◆ PROBLEM
Write out, word for word, the part of the Happybase documentation below that opens with the words containing "Delete the specified" and closes with "disable_table(name)".

The optional protocol argument specifies the Thrift transport protocol to use. Supported values for this argument are binary (the default) and compact. Make sure to choose the right one, since otherwise you might see non-obvious connection errors or program hangs when making a connection. TCompactProtocol is a more compact binary format that is typically more efficient to process as well. TBinaryProtocol is the default protocol that Happybase uses.

New in version 0.9: protocol argument

New in version 0.5: timeout argument

New in version 0.4: table_prefix_separator argument

New in version 0.4: support for framed Thrift transports

Parameters:
  • host (str) – The host to connect to
  • port (int) – The port to connect to
  • timeout (int) – The socket timeout in milliseconds (optional)
  • autoconnect (bool) – Whether the connection should be opened directly
  • table_prefix (str) – Prefix used to construct table names (optional)
  • table_prefix_separator (str) – Separator used for table_prefix
  • compat (str) – Compatibility mode (optional)
  • transport (str) – Thrift transport mode (optional)
close()

Close the underyling transport to the HBase instance.

This method closes the underlying Thrift transport (TCP connection).

compact_table(name, major=False)

Compact the specified table.

Parameters:
  • name (str) – The table name
  • major (bool) – Whether to perform a major compaction.
create_table(name, families)

Create a table.

Parameters:
  • name (str) – The table name
  • families (dict) – The name and options for each column family

The families argument is a dictionary mapping column family names to a dictionary containing the options for this column family, e.g.

families = {
    'cf1': dict(max_versions=10),
    'cf2': dict(max_versions=1, block_cache_enabled=False),
    'cf3': dict(),  # use defaults
}
connection.create_table('mytable', families)

These options correspond to the ColumnDescriptor structure in the Thrift API, but note that the names should be provided in Python style, not in camel case notation, e.g. time_to_live, not timeToLive. The following options are supported:

  • max_versions (int)
  • compression (str)
  • in_memory (bool)
  • bloom_filter_type (str)
  • bloom_filter_vector_size (int)
  • bloom_filter_nb_hashes (int)
  • block_cache_enabled (bool)
  • time_to_live (int)
delete_table(name, disable=False)

Delete the specified table.

New in version 0.5: disable argument

In HBase, a table always needs to be disabled before it can be deleted. If the disable argument is True, this method first disables the table if it wasn’t already and then deletes it.

Parameters:
  • name (str) – The table name
  • disable (bool) – Whether to first disable the table if needed
disable_table(name)

Disable the specified table.

Parameters:name (str) – The table name
enable_table(name)

Enable the specified table.

Parameters:name (str) – The table name
is_table_enabled(name)

Return whether the specified table is enabled.

Parameters:name (str) – The table name
Returns:whether the table is enabled
Return type:bool
open()

Open the underlying transport to the HBase instance.

This method opens the underlying Thrift transport (TCP connection).

table(name, use_prefix=True)

Return a table object.

◆ DATA PROVIDED

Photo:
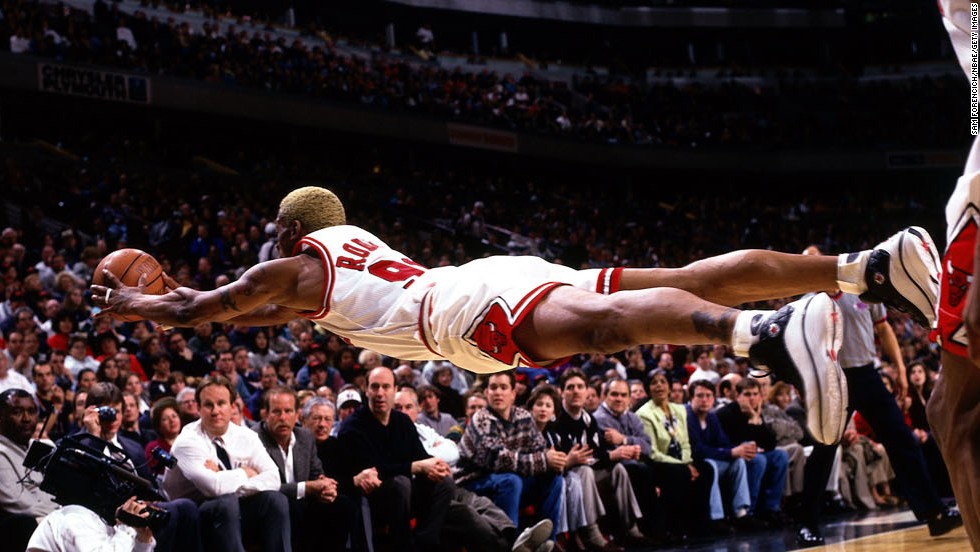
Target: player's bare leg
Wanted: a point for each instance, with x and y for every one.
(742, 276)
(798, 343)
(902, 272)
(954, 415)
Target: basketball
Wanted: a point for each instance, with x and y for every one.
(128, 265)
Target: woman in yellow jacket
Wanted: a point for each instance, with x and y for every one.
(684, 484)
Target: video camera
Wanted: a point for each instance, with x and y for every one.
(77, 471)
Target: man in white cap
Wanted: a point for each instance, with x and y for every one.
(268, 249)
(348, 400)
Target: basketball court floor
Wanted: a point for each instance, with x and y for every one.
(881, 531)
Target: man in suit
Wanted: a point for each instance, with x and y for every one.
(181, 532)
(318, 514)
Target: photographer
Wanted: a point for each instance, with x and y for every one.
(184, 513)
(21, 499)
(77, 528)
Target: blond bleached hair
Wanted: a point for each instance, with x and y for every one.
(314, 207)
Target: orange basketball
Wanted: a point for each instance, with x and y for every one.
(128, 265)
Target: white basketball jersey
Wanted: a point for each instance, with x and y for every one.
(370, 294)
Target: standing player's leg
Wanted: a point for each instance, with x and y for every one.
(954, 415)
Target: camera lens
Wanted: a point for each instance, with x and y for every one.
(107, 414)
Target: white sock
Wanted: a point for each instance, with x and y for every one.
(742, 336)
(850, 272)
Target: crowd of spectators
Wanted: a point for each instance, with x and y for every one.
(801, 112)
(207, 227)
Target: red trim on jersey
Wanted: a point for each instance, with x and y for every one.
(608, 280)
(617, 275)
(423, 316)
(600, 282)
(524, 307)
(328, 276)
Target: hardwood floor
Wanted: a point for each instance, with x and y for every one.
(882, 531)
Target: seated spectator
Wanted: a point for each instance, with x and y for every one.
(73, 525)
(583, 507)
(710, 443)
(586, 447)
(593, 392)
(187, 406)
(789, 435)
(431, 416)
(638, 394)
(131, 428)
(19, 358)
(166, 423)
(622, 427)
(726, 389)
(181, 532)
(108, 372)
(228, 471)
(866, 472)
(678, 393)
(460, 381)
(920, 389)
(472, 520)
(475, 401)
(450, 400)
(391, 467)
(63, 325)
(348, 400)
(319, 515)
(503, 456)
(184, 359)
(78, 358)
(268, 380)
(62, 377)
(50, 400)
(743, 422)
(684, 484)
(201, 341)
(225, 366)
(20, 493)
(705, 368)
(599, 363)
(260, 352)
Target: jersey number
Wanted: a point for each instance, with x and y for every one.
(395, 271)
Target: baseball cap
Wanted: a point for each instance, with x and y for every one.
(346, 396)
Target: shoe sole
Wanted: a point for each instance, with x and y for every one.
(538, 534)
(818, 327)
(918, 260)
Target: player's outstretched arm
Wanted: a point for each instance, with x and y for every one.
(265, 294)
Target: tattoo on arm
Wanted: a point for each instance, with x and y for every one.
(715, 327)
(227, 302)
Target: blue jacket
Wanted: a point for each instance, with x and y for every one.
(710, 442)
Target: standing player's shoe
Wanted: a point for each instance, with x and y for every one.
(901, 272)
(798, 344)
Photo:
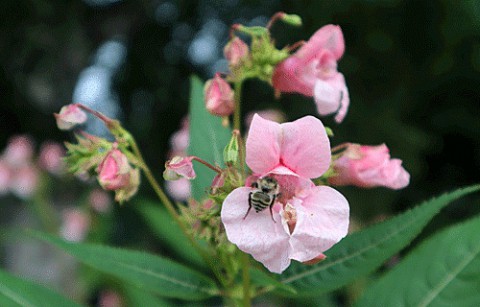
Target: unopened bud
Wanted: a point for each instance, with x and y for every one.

◆ SOLUTION FOR THIS EXERCISE
Delete the specified table.

New in version 0.5: disable argument

In HBase, a table always needs to be disabled before it can be deleted. If the disable argument is True, this method first disables the table if it wasn’t already and then deletes it.

Parameters:
  • name (str) – The table name
  • disable (bool) – Whether to first disable the table if needed
disable_table(name)